[REQUIRED TASK] Would you transcribe the whole listing exactly, minus its pictures?

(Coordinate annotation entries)
☆ ☆ ☆ ☆
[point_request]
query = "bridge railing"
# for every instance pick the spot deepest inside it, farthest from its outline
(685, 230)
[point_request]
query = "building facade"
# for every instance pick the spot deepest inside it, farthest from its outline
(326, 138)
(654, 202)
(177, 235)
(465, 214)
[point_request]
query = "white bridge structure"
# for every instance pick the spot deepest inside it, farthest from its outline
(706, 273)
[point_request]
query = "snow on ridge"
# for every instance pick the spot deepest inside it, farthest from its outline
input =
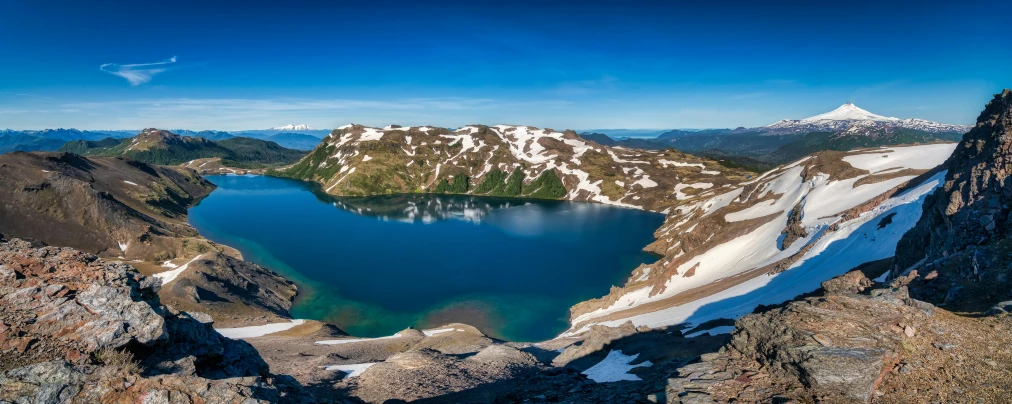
(351, 371)
(171, 274)
(848, 111)
(823, 200)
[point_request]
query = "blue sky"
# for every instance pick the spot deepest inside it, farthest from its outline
(562, 65)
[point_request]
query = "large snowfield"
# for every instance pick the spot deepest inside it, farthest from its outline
(864, 239)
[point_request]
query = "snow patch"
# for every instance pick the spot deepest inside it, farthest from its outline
(615, 368)
(258, 330)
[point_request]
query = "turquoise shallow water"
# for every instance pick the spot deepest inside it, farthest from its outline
(376, 265)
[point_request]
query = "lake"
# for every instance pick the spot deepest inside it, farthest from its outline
(376, 265)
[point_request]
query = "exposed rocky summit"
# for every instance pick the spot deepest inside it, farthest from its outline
(957, 253)
(75, 328)
(500, 161)
(854, 344)
(119, 208)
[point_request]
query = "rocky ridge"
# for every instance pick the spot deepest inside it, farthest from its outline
(854, 343)
(772, 238)
(850, 117)
(500, 161)
(118, 208)
(79, 329)
(957, 252)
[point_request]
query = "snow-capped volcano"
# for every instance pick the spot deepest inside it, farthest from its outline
(851, 117)
(301, 127)
(848, 111)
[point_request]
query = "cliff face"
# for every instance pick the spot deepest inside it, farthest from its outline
(112, 207)
(957, 251)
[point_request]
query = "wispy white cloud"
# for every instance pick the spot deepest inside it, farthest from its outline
(242, 113)
(138, 74)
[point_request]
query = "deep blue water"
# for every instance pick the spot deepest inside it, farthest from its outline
(376, 265)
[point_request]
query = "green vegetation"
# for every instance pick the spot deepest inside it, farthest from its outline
(545, 186)
(82, 147)
(173, 150)
(819, 141)
(309, 167)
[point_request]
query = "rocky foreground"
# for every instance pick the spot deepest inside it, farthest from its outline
(78, 329)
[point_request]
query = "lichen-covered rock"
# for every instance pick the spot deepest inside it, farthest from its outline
(850, 283)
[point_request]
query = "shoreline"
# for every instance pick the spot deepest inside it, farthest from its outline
(305, 289)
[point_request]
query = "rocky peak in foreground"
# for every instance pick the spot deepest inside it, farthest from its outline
(854, 343)
(77, 329)
(957, 253)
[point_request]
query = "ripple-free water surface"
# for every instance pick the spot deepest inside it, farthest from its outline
(376, 265)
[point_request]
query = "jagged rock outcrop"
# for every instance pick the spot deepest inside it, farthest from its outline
(133, 211)
(234, 291)
(957, 250)
(110, 207)
(75, 328)
(853, 345)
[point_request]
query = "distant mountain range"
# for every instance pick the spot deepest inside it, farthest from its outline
(163, 147)
(299, 137)
(845, 128)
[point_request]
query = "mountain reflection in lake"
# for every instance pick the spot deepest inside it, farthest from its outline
(375, 265)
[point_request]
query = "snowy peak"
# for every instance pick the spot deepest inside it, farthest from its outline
(848, 111)
(852, 118)
(301, 127)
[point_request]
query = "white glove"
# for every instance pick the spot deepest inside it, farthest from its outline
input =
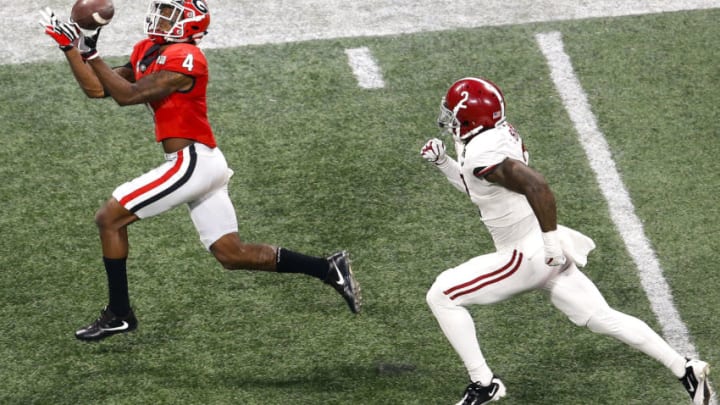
(553, 250)
(434, 151)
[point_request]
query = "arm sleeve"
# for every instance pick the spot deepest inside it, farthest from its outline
(451, 169)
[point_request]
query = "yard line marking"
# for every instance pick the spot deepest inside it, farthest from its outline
(365, 69)
(622, 211)
(621, 208)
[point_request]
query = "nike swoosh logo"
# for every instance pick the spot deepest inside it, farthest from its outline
(124, 326)
(341, 279)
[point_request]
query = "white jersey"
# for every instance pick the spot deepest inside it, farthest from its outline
(507, 214)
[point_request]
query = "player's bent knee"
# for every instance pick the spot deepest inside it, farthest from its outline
(435, 297)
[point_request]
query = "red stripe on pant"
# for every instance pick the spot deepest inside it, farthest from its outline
(502, 273)
(148, 187)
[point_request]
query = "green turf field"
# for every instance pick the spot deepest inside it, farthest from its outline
(320, 165)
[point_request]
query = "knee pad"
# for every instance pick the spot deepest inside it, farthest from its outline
(617, 324)
(435, 297)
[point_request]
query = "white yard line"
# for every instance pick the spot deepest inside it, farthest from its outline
(249, 22)
(620, 204)
(365, 69)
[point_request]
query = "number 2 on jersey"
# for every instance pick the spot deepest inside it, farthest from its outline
(188, 62)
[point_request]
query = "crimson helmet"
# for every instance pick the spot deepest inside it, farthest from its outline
(471, 106)
(177, 20)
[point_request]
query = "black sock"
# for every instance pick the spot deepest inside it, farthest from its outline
(293, 262)
(117, 286)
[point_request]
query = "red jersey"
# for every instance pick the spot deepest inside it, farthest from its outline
(182, 114)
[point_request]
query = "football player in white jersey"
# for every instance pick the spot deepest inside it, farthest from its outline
(532, 250)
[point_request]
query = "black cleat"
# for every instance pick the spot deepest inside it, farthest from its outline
(341, 278)
(476, 394)
(107, 325)
(695, 381)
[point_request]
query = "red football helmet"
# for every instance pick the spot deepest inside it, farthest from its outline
(471, 106)
(177, 20)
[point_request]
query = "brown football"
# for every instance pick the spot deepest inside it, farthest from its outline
(90, 14)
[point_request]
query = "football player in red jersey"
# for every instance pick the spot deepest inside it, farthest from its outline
(168, 72)
(532, 250)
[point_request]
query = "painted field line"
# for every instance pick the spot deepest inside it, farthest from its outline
(365, 69)
(622, 210)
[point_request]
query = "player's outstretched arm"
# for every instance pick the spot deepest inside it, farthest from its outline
(434, 152)
(67, 36)
(517, 176)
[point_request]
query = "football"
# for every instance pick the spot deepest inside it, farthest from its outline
☆ ☆ ☆ ☆
[WRITTEN REPLY]
[point_request]
query = "bridge railing"
# for every instance pick the spot deepest inside it, farthest from its outline
(685, 230)
[point_request]
query = "building facade"
# for every instance pick the spot deepest inside it, farthest from its outline
(326, 138)
(654, 202)
(177, 235)
(465, 214)
[point_request]
query = "white bridge structure"
# for every instance pick the spot deepest inside it, farthest from its outline
(706, 273)
[point_request]
query = "snow on ridge"
# for every instance pick the spot deepest inside it, farthest from its outline
input =
(351, 371)
(171, 274)
(848, 111)
(823, 200)
[point_request]
query = "blue sky"
# for every instance pick the spot deepest inside it, farthest from its outline
(562, 65)
[point_request]
query = "large snowfield"
# for every instance pick the spot deepest inside it, farthest from its outline
(864, 239)
[point_request]
query = "snow patch"
# for every instance pick the spot deepest inside it, farthest from its outline
(615, 368)
(258, 330)
[point_request]
query = "turquoise shallow water"
# for every instance pick the spot deepest inside it, farthest from its outline
(376, 265)
[point_request]
query = "lake"
# for every instance pick the spot deepest inside it, farthest from its outline
(376, 265)
[point_request]
query = "exposed rocky summit"
# for every instance pick the spot deepest inside it, farthest from its outline
(957, 253)
(75, 328)
(500, 161)
(854, 344)
(119, 208)
[point_request]
query = "rocky ridge"
# for every instance pick the spot deepest inside it, farthest from its outline
(854, 343)
(772, 238)
(850, 117)
(500, 161)
(118, 208)
(79, 329)
(957, 252)
[point_request]
query = "snow-capped volcano"
# for every instance pick the spot deepest inside it, farthest from its outline
(851, 117)
(301, 127)
(848, 111)
[point_request]
query = "cliff face"
# for every instance pick the spot deepest inside it, farthest from its outline
(112, 207)
(957, 251)
[point_request]
query = "wispy white cloud"
# for every instance pick the spot deepest inside it, farthest from its outline
(242, 113)
(138, 74)
[point_request]
query = "deep blue water"
# for every instance pick the spot deepest inside it, farthest from its outline
(376, 265)
[point_request]
query = "green vegetation"
# for every instance pick the spot deepest inside it, farthest from its outline
(545, 186)
(82, 147)
(173, 150)
(819, 141)
(309, 167)
[point_request]
query = "rocky foreground"
# for every instance pick the spot deepest inside it, farthest from its outline
(78, 329)
[point_request]
query = "lichen-covered rock"
# for every instance pick the spot deepest inside it, farthest from its outline
(850, 283)
[point_request]
query = "shoreline"
# for every instance pick the spot deepest inside it, farthest from its outline
(305, 289)
[point_request]
query = "rocky peak in foreground"
# for every instance pick the spot deepest inside it, farthest from its outline
(854, 343)
(77, 329)
(957, 253)
[point_request]
query = "ripple-free water surface"
# for every instance pick the spot deepest inside it, farthest from its outline
(376, 265)
[point_request]
query = "jagged rock outcrop"
# for every instance pick the spot deepest inside it, farthest from its outline
(133, 211)
(234, 291)
(957, 250)
(110, 207)
(75, 328)
(853, 345)
[point_request]
query = "distant mountain range"
# for every instance pick the spot deepest inside it, farthest from its outline
(163, 147)
(299, 137)
(845, 128)
[point_request]
query = "mountain reflection in lake"
# for every instance pick the spot deepest inside it, farthest from its outline
(375, 265)
[point_request]
query = "snowy peak"
# for every instance pick the spot deepest inside it, farthest from its outline
(848, 111)
(852, 118)
(301, 127)
[point_request]
query = "white glove"
# for every instance pick the spot deepest inside it, farthest from its outline
input =
(553, 250)
(434, 151)
[point_request]
query = "arm sleeve"
# for every instance pick the spot deepest inside it, farthest from its outline
(451, 169)
[point_request]
query = "yard line marking"
# for every instance pick the spot deepest inside it, farthest from its outline
(365, 69)
(622, 211)
(621, 208)
[point_request]
query = "nike swoosh logo"
# for every instance pick the spot deepest inside it, farthest from its outline
(124, 326)
(341, 279)
[point_request]
query = "white jersey"
# for every instance pick the spot deepest inside it, farthest from its outline
(507, 214)
[point_request]
query = "player's bent knee"
# for every instance pick the spot deepest inside it, farthest from its outline
(435, 297)
[point_request]
query = "red stripe on pant"
# for every instance pick the spot deepest inside it, farthest from its outline
(502, 273)
(148, 187)
[point_request]
query = "green turf field"
# for every instance pick the spot deepest inside it, farthest from its outline
(320, 165)
[point_request]
query = "knee pad"
# for every instance pick the spot deepest inside it, farthest from its outline
(617, 324)
(435, 297)
[point_request]
query = "white yard line"
# for every instance pick the spot deepest inside it, farthest from its outline
(249, 22)
(620, 204)
(365, 69)
[point_request]
query = "number 2 on jersey"
# for every instance pick the spot deepest inside it, farthest from its outline
(188, 62)
[point_request]
query = "crimson helmet"
# for every instance pick the spot deepest inside it, farthest from its outline
(471, 106)
(177, 20)
[point_request]
query = "black sock"
# for every instance pick the spot deepest inside it, farthest from its outline
(293, 262)
(117, 286)
[point_request]
query = "red jersey"
# for every instance pick the spot deepest inside it, farthest from its outline
(182, 114)
[point_request]
query = "football player in white jersey"
# for every instance pick the spot deepest inside it, farthest from its outline
(532, 250)
[point_request]
query = "black cleat"
# for every instance pick the spot deepest inside it, farthest from its outline
(341, 278)
(476, 394)
(107, 325)
(695, 381)
[point_request]
query = "red football helmet"
# for every instance pick the spot deepest inside it, farthest from its outline
(471, 106)
(177, 20)
[point_request]
query = "brown football"
# for every instance pick the spot deepest inside it, farthest from its outline
(90, 14)
[point_request]
query = "football player in red jersey"
# for every instance pick the spot deepest inside it, farthest from its outline
(168, 72)
(532, 250)
[point_request]
query = "painted field line"
# for every instance pick the spot deepest inside it, farthest from its outline
(365, 69)
(622, 210)
[point_request]
query = "player's outstretched arm"
# for every instance pick the spot deepest inside it, farthest from its outline
(434, 152)
(67, 36)
(517, 176)
[point_request]
query = "football"
# for every instance pick the spot deepest inside it, farthest from its outline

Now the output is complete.